Start of Input data

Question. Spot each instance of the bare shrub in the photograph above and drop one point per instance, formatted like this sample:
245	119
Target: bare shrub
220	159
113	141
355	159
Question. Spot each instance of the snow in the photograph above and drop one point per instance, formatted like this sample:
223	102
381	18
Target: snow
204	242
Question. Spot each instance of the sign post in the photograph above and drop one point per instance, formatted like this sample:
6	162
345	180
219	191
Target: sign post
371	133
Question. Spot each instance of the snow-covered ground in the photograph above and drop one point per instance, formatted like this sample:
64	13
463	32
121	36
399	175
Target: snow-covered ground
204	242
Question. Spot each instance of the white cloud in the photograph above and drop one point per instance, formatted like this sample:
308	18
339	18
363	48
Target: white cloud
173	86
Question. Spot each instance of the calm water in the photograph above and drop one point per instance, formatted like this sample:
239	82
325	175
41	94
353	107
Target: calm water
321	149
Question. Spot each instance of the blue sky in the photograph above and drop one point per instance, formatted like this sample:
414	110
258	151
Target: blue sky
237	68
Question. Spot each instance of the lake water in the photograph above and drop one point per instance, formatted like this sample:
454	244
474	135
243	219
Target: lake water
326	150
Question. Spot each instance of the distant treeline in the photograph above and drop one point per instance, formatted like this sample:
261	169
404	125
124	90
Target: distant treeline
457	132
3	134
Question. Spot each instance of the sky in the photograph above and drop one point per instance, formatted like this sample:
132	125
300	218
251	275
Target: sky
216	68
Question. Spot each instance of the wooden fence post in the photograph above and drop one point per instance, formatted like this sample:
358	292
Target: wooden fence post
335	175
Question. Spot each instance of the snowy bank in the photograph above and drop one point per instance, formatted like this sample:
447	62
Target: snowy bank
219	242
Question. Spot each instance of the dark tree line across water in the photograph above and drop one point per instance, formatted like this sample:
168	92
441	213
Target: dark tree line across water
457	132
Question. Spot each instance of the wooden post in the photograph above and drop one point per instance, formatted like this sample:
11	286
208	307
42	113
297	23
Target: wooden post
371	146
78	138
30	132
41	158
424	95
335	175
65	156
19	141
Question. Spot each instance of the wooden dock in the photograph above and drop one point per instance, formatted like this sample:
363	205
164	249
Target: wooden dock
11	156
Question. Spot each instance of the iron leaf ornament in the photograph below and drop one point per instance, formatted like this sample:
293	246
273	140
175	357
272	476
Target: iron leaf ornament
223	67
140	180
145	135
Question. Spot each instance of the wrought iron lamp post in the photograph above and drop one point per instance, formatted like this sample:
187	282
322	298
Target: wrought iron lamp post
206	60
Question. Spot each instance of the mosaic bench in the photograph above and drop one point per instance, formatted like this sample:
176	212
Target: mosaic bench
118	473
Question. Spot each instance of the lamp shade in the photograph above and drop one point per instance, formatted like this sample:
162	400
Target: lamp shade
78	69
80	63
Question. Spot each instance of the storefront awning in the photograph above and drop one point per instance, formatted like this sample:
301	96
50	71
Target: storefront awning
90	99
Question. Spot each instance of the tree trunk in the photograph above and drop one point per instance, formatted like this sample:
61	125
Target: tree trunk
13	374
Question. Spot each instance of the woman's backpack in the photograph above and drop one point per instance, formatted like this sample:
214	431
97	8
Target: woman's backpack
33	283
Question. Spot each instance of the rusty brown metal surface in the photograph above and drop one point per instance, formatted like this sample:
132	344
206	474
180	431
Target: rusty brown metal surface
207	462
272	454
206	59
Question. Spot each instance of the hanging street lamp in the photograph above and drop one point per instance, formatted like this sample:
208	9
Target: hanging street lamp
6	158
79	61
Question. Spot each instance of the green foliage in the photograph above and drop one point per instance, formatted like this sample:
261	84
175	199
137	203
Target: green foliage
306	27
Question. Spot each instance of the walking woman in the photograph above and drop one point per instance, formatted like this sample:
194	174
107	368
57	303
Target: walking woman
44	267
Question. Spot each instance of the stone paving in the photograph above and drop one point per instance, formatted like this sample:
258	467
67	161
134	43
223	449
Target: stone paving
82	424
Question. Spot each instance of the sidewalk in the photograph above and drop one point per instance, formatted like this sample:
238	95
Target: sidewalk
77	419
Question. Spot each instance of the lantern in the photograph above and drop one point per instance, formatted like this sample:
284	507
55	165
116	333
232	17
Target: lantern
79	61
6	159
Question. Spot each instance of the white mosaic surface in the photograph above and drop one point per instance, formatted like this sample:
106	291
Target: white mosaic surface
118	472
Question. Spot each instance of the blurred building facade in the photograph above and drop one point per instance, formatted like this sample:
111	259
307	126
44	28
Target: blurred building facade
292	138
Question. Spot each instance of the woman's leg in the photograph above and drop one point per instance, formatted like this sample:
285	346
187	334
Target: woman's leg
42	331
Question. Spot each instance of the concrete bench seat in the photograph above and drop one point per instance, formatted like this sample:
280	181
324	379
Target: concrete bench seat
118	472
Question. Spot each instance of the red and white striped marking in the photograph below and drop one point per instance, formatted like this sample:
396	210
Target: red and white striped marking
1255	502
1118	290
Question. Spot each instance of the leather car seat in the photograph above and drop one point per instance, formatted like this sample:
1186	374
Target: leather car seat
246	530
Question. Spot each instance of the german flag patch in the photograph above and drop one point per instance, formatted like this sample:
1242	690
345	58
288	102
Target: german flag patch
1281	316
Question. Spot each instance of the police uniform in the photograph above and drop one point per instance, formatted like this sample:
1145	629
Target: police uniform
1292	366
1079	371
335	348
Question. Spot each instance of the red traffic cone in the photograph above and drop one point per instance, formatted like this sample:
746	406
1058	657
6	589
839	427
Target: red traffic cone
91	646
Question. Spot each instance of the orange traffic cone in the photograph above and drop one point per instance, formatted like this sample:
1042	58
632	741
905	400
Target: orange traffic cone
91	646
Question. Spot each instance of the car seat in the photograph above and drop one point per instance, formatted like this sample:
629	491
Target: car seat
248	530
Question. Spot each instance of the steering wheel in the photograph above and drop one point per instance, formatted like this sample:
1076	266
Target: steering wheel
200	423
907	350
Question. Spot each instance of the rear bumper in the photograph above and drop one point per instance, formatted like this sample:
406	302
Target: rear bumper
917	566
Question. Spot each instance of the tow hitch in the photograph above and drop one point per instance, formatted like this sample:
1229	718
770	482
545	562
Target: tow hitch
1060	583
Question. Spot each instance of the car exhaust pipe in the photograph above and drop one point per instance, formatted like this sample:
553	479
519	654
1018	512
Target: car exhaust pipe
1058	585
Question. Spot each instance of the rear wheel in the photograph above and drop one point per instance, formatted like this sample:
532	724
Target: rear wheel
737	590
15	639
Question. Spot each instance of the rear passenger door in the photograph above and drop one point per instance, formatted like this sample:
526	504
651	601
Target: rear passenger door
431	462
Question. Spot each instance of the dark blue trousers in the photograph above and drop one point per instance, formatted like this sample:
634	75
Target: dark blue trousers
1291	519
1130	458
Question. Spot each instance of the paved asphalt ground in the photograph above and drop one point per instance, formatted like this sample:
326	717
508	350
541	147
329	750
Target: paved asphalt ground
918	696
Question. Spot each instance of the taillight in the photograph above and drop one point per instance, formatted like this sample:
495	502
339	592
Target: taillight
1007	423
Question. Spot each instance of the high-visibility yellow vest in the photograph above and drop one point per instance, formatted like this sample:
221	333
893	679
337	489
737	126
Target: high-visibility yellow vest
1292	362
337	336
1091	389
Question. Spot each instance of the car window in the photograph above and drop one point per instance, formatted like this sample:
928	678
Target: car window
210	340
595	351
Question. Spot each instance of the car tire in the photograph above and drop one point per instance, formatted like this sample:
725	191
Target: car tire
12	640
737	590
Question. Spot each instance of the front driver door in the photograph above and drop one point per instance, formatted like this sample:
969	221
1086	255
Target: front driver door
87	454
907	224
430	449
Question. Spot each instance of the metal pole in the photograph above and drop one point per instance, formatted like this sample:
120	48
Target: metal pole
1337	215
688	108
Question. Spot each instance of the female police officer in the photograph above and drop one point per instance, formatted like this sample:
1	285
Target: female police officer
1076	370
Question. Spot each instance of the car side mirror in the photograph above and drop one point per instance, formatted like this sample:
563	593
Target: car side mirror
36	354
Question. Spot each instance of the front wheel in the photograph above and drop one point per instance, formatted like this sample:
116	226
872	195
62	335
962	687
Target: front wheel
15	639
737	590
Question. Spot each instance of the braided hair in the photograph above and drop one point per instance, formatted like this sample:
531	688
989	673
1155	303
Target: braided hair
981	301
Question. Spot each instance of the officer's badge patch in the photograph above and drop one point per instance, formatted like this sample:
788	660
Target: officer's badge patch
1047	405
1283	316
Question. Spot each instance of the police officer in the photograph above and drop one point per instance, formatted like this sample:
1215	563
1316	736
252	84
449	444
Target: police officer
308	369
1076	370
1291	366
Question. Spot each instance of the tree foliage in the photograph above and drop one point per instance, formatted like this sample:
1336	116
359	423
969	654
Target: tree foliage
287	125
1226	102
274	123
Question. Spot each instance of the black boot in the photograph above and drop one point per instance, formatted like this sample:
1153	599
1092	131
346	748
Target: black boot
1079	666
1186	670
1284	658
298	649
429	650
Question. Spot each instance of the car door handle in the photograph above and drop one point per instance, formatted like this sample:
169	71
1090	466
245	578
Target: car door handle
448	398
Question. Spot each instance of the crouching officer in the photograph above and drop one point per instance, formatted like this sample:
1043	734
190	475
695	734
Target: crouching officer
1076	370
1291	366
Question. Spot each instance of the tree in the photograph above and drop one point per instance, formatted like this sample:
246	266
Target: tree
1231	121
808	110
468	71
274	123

End of Input data

* **The task**
All lines in the records above that contain "below" are to be reported.

* **Answer space**
Question. Spot each instance of the iron leaf ornament in the photograph below and drop one point per instance, formatted like this sample:
Question. Spot each instance of the red and white striped marking in the photograph below and drop one point per instance, formatted like this sample:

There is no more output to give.